§ WHAT IS EXPECTED: Print the records below word for word, beginning with the first line and ending once the line containing "Subject = blue sky" is printed.

[Data records]
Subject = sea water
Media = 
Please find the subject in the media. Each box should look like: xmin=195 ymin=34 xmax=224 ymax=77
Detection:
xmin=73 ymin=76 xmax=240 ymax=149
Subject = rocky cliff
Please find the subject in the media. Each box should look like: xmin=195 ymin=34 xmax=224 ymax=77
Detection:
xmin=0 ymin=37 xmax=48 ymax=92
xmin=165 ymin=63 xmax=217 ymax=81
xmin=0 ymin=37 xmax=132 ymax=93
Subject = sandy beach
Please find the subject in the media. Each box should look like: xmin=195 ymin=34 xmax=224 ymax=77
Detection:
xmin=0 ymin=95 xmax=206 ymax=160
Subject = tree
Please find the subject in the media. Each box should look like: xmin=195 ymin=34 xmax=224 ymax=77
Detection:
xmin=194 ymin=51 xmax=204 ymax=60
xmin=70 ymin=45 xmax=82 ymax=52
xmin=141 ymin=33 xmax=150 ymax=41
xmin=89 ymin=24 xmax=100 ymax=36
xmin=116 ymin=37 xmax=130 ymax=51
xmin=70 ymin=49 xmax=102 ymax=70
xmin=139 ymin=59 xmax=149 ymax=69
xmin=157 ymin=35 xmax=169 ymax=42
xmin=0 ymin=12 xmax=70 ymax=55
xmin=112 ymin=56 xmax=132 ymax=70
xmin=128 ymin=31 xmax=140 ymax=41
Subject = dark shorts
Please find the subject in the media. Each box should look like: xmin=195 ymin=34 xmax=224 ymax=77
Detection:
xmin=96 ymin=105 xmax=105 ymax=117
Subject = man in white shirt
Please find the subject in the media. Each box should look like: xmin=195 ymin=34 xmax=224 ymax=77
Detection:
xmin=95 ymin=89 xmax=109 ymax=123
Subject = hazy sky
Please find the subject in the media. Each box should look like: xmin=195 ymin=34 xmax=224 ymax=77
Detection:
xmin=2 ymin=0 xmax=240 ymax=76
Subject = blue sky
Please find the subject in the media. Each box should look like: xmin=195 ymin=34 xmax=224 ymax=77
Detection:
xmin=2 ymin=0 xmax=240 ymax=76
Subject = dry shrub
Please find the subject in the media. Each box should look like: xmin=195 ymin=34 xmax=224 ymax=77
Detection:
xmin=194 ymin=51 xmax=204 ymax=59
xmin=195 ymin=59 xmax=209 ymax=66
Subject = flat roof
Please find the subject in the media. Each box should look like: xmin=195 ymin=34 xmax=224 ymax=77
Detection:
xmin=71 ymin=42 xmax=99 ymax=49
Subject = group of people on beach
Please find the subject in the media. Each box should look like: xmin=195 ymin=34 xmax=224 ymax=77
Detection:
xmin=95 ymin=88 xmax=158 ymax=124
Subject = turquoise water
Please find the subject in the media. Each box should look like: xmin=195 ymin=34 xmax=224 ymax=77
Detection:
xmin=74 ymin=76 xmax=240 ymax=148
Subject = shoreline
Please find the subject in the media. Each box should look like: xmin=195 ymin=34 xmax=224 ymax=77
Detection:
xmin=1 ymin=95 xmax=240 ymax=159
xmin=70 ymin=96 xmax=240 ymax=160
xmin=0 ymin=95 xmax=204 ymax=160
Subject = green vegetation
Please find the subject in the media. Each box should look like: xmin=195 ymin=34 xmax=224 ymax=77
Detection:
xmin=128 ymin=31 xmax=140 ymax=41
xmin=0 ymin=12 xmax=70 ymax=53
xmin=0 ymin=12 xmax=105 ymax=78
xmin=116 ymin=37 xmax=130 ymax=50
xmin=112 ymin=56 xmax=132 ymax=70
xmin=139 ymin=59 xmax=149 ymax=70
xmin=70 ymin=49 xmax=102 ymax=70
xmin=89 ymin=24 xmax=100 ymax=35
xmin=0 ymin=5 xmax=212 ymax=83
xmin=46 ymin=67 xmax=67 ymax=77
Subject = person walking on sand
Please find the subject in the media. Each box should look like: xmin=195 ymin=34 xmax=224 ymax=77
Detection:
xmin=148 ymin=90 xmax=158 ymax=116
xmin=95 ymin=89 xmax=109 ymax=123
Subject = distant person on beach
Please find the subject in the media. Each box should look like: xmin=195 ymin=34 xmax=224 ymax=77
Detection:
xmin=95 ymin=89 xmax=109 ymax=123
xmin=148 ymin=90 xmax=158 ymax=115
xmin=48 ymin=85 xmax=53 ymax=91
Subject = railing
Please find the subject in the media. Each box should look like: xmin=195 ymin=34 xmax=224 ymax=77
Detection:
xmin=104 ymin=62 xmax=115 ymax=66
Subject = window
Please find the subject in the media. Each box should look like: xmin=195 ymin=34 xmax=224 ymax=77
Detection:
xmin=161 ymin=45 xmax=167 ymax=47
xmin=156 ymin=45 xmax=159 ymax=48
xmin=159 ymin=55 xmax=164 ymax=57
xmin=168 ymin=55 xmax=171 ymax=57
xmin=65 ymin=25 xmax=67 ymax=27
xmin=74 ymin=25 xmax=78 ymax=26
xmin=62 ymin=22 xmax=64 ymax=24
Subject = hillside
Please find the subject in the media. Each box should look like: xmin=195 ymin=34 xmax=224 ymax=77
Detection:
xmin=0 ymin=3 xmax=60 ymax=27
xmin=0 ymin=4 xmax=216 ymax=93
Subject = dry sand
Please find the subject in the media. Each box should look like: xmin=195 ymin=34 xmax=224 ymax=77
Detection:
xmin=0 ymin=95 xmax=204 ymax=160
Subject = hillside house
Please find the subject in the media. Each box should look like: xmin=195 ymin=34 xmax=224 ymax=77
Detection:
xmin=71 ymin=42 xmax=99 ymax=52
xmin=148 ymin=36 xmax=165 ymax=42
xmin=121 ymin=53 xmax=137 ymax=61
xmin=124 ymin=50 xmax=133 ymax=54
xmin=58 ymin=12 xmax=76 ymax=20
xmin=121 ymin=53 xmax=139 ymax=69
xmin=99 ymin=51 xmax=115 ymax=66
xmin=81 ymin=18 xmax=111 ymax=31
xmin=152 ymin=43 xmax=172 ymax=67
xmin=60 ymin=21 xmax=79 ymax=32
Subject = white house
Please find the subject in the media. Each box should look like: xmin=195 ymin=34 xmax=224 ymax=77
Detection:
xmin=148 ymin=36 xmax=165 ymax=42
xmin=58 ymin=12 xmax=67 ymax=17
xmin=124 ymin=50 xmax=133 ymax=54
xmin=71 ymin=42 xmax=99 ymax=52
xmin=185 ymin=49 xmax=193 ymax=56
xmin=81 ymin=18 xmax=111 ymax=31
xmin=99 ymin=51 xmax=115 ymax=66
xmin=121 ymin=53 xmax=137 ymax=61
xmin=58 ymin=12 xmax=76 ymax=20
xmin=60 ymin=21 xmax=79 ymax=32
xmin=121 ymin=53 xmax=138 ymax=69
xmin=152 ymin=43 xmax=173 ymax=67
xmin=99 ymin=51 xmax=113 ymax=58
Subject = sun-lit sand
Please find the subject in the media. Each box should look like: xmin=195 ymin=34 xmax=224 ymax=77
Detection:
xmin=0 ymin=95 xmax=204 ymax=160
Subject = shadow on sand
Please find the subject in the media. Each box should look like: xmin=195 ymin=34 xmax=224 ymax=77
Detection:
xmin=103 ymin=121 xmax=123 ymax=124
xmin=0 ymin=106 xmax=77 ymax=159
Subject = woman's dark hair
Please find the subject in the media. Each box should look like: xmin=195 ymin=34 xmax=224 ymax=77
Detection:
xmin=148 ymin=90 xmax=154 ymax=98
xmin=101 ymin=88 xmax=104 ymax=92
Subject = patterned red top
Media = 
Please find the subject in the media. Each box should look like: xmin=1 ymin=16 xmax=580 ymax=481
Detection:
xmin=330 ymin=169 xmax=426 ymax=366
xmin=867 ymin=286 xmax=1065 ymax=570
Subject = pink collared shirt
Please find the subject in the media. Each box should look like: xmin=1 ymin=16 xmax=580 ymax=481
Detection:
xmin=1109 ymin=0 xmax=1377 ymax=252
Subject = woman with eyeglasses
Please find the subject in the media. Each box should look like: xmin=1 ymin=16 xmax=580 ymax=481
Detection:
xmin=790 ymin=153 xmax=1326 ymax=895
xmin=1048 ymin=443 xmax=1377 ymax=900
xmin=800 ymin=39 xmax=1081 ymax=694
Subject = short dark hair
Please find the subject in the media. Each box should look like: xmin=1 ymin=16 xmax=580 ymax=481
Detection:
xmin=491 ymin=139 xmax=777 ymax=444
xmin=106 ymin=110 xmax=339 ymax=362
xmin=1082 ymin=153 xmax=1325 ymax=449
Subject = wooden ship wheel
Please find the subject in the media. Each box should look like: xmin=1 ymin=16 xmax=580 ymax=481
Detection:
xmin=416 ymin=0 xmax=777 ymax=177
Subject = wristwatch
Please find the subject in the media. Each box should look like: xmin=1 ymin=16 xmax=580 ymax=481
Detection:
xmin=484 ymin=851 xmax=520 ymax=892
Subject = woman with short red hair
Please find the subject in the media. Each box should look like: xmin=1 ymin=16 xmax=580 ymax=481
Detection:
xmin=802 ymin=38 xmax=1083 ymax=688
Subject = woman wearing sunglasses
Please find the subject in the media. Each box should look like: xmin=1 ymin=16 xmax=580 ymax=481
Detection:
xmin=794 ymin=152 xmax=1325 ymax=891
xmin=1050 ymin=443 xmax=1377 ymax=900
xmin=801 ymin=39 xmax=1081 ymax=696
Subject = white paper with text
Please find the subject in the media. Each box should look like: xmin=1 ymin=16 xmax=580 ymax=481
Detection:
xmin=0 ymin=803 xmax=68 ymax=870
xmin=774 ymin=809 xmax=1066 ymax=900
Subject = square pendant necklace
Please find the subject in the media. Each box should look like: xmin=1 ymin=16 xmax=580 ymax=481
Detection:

§ RESULT:
Subject = sea water
Media = 
Please find the subject in the media. Each box should look like: xmin=195 ymin=34 xmax=224 ymax=77
Detection:
xmin=73 ymin=76 xmax=240 ymax=149
Subject = rocky cliff
Please find the subject in the media. Each box should look like: xmin=195 ymin=34 xmax=224 ymax=77
Detection:
xmin=0 ymin=37 xmax=48 ymax=92
xmin=165 ymin=63 xmax=217 ymax=81
xmin=0 ymin=37 xmax=132 ymax=93
Subject = sandy beach
Please find the subject in the media. Each box should look like: xmin=195 ymin=34 xmax=224 ymax=77
Detection:
xmin=0 ymin=95 xmax=206 ymax=160
Subject = tree
Please find the subject in the media. Each box should look like: xmin=195 ymin=34 xmax=224 ymax=77
Detection:
xmin=194 ymin=51 xmax=204 ymax=60
xmin=70 ymin=45 xmax=82 ymax=52
xmin=141 ymin=33 xmax=150 ymax=41
xmin=89 ymin=24 xmax=100 ymax=36
xmin=116 ymin=37 xmax=130 ymax=51
xmin=70 ymin=49 xmax=102 ymax=70
xmin=139 ymin=59 xmax=149 ymax=69
xmin=157 ymin=35 xmax=169 ymax=42
xmin=0 ymin=12 xmax=70 ymax=55
xmin=112 ymin=56 xmax=132 ymax=70
xmin=128 ymin=31 xmax=140 ymax=41
Subject = dark shorts
Please find the subject in the media. Each box should look like: xmin=195 ymin=34 xmax=224 ymax=77
Detection:
xmin=96 ymin=105 xmax=105 ymax=117
Subject = man in white shirt
Please find the subject in the media. Each box should look like: xmin=195 ymin=34 xmax=224 ymax=77
Detection:
xmin=95 ymin=89 xmax=109 ymax=123
Subject = hazy sky
Please find the subject in the media. Each box should look like: xmin=195 ymin=34 xmax=224 ymax=77
Detection:
xmin=2 ymin=0 xmax=240 ymax=76
Subject = blue sky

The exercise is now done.